(Dataset records)
※

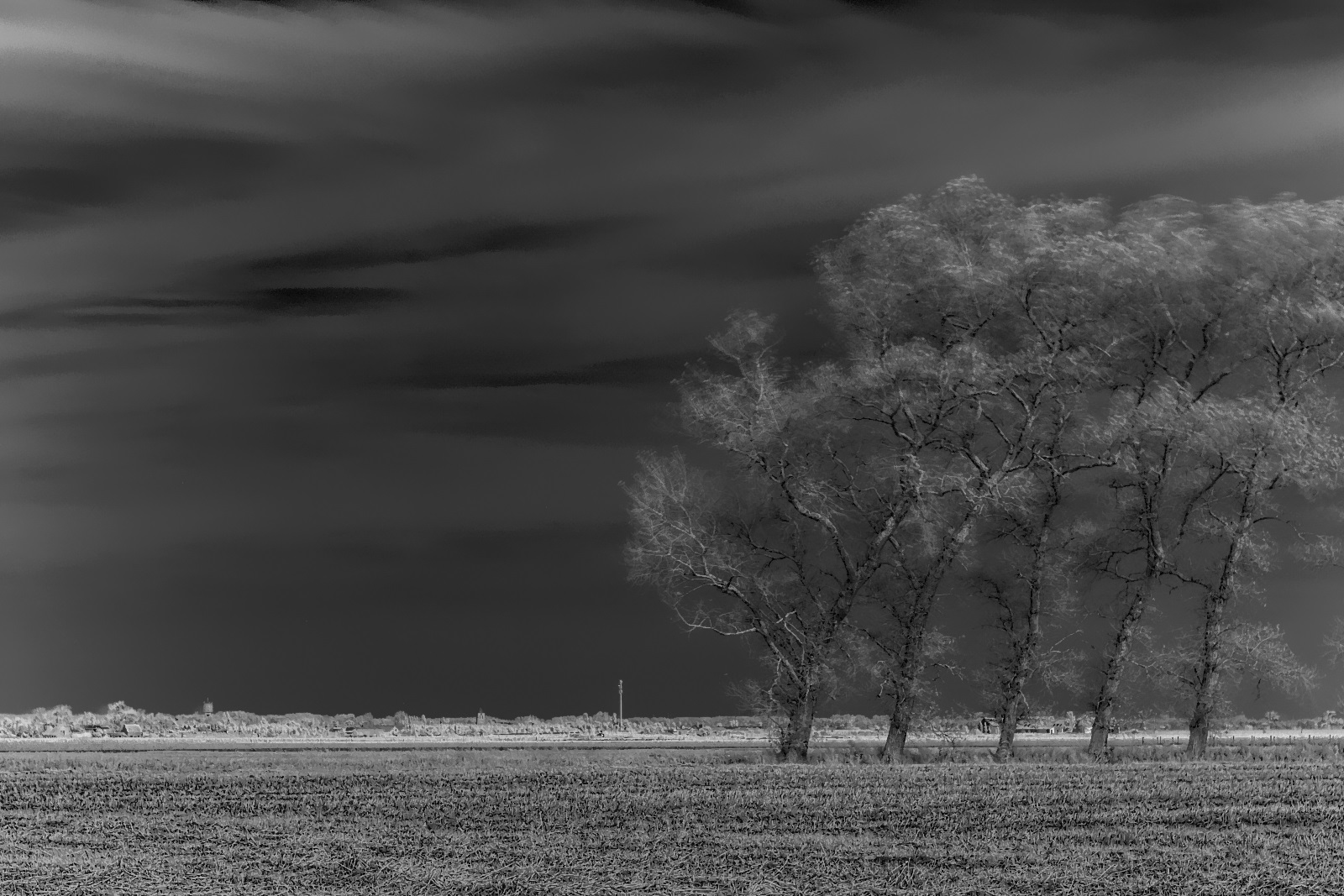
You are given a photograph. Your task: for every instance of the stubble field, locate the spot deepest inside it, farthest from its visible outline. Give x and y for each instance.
(660, 821)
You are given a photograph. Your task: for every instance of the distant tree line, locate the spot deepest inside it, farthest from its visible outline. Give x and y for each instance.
(1038, 410)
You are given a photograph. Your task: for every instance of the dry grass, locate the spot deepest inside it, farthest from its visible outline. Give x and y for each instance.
(660, 821)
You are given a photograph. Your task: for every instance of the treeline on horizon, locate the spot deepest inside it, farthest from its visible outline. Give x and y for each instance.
(64, 721)
(1046, 418)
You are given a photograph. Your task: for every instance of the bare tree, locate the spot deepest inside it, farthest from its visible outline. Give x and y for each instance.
(1247, 652)
(1335, 642)
(1236, 312)
(978, 328)
(1276, 432)
(786, 537)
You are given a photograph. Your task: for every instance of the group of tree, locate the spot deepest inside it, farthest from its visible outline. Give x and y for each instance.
(1032, 409)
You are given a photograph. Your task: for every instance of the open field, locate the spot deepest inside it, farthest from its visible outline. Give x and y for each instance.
(629, 741)
(659, 821)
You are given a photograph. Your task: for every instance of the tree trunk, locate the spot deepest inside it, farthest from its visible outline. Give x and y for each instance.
(797, 731)
(904, 692)
(1008, 730)
(894, 748)
(1206, 685)
(1105, 705)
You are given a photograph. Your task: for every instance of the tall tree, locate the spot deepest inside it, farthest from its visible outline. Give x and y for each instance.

※

Problem description: Lay out everything from the start of the entries down to the line containing "(1032, 409)" as a two-column CSV with the headers instruction and points. Give one row per entry, put each field in quotation marks with its line breaks replaced by spaces, and leave the pictures out.

Completed task:
instruction,points
"You are given a photograph. Your task: for every instance of the stubble field, locate the spot deepest inside it, farthest from its visible outline. Give x and y for each instance.","(660, 821)"
"You are given a photograph. Your task: for every instance of the distant tree line, locate the spot deepest inside it, farthest from its visible outline. Give x and y for each instance.","(1038, 410)"
"You are given a photograph. Your task: for every instance of the dry grass, locate the spot deepest inside it, farthest from its visible outline. Give x and y for each instance.","(660, 821)"
"You are given a photograph. Your task: for every instance of the treeline on horizon, locate the spot deepest inside it, farthest from its visible outline. Give x and y for each instance.","(64, 721) (1046, 418)"
"You are given a photograph. Your task: for every instance of the bare tree, locate the spot deepest inside it, farthest from its visible outline. Give x and y for each instance.","(1247, 652) (1335, 642) (1236, 312) (978, 328) (1276, 432) (786, 537)"
"You are given a photograph. Your task: for every instance of the group of tree, locate the spot deepest inside it, farthest from its visible outline. Give x and y for each instance.","(1032, 409)"